- Using the information:
• a. Can you sum up the passage on personality-disordered individuals in two sentences?
• b. Would you duplicate the passage on personality-disordered individuals word for word, starting at "This year I’ve" and ending at "yourself stuck in."?

Passage for review below:

This year I’ve come across more personality-disordered individuals than I even realized existed. I mean, this isn’t to sound better-than or unempathetic (because typically those folks are the way they are for one reason or another.) But that’s just it—too much empathy and you’re letting in unhealthy, self-serving “victims” who are great at taking you on their drama-coasters. Worse still is that some of us are prey, easy because we are sad, insecure, unfulfilled, self-deprecating, etc. Not being well—in whatever way you want to put it—makes us targets. And at this age, after 20 or more years of unhealthy thoughts and behaviors? It feels damning and unchangeable. It’s hard to break habits and even to tell them apart from personality traits and whatever hole it is you got yourself stuck in.

End of Passage for review.
Source information below:

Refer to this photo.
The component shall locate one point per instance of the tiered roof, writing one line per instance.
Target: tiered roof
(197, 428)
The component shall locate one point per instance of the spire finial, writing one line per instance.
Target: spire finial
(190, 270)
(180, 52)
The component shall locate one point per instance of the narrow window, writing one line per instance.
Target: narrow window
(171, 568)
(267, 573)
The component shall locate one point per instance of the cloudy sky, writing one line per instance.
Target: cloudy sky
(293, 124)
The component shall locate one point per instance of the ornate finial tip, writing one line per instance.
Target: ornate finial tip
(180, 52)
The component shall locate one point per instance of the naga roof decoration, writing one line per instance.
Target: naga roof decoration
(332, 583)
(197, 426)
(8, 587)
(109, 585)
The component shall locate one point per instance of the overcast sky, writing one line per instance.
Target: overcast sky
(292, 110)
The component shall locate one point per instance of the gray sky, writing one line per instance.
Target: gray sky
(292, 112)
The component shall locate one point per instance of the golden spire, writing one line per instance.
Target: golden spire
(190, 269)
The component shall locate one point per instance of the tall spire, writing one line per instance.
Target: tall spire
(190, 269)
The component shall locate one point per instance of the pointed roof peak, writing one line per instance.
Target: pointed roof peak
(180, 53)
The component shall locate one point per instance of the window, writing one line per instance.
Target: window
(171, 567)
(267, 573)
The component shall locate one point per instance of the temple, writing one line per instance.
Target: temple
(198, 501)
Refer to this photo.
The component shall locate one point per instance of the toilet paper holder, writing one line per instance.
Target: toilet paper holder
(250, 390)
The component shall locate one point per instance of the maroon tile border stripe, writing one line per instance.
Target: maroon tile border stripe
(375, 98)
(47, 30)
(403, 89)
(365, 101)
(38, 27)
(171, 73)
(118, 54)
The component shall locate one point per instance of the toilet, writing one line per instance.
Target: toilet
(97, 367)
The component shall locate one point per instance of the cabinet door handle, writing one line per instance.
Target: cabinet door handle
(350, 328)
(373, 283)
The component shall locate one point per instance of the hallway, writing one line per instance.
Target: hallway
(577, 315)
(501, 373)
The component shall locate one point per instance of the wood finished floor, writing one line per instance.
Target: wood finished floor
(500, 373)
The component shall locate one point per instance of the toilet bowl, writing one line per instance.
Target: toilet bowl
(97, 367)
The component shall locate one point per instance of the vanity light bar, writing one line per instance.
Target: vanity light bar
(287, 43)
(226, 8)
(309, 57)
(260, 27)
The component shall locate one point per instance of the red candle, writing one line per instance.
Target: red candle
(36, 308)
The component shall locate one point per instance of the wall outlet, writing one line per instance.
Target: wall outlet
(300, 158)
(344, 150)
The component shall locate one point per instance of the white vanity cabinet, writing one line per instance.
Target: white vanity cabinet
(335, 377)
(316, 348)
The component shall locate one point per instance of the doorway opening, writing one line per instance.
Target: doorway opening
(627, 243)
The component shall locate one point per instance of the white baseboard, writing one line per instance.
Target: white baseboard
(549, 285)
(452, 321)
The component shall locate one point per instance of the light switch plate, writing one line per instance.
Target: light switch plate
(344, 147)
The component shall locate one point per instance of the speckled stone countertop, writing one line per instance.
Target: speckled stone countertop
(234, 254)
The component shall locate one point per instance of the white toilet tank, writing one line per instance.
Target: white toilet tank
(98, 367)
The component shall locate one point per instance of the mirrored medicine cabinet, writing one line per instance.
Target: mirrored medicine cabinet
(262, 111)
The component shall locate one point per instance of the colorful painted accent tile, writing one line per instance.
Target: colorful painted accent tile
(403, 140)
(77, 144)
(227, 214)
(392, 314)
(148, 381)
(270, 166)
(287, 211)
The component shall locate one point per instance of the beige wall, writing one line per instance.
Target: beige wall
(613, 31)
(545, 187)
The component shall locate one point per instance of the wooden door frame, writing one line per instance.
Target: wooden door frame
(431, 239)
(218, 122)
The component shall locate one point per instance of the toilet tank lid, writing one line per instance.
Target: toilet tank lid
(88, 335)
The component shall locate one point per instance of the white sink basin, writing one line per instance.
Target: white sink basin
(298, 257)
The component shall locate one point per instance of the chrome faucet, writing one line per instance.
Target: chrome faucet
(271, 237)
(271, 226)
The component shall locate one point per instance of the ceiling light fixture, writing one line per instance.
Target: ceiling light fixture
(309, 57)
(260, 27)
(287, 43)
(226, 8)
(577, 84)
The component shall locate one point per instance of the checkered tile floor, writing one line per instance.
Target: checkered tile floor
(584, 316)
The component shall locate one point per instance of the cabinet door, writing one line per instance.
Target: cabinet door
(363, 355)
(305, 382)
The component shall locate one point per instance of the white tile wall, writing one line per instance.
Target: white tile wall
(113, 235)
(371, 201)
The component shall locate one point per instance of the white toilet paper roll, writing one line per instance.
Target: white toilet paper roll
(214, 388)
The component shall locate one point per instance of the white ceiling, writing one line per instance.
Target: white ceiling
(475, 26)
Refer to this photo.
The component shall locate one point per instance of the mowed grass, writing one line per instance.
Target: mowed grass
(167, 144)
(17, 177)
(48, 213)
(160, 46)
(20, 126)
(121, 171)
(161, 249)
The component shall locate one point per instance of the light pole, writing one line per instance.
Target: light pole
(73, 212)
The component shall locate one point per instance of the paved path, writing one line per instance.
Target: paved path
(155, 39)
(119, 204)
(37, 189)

End of Source information.

- Numbered responses:
• a. The writer says that this year they have come across more personality-disordered individuals than they realized existed, and warns that too much empathy lets in self-serving "victims" who pull others onto their drama-coasters. People who are sad, insecure, unfulfilled, or otherwise not well become easy targets, and after 20 or more years of unhealthy thoughts and behaviors, such habits feel damning and unchangeable and are hard to tell apart from personality traits.

• b.
This year I’ve come across more personality-disordered individuals than I even realized existed. I mean, this isn’t to sound better-than or unempathetic (because typically those folks are the way they are for one reason or another.) But that’s just it—too much empathy and you’re letting in unhealthy, self-serving “victims” who are great at taking you on their drama-coasters. Worse still is that some of us are prey, easy because we are sad, insecure, unfulfilled, self-deprecating, etc. Not being well—in whatever way you want to put it—makes us targets. And at this age, after 20 or more years of unhealthy thoughts and behaviors? It feels damning and unchangeable. It’s hard to break habits and even to tell them apart from personality traits and whatever hole it is you got yourself stuck in.